▶ _Brief_
Rewrite the listing below with "innermost" swapped for "central", keeping every other character the same.

▶ _Information supplied_
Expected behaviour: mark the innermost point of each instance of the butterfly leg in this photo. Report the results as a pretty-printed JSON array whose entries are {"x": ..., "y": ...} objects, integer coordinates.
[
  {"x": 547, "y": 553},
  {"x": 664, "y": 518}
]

▶ _Response to this exercise_
Expected behaviour: mark the central point of each instance of the butterfly leg in this photo. Report the results as a pretty-printed JSON array whose entries are {"x": ..., "y": ...} objects, integer coordinates.
[
  {"x": 547, "y": 553},
  {"x": 664, "y": 518}
]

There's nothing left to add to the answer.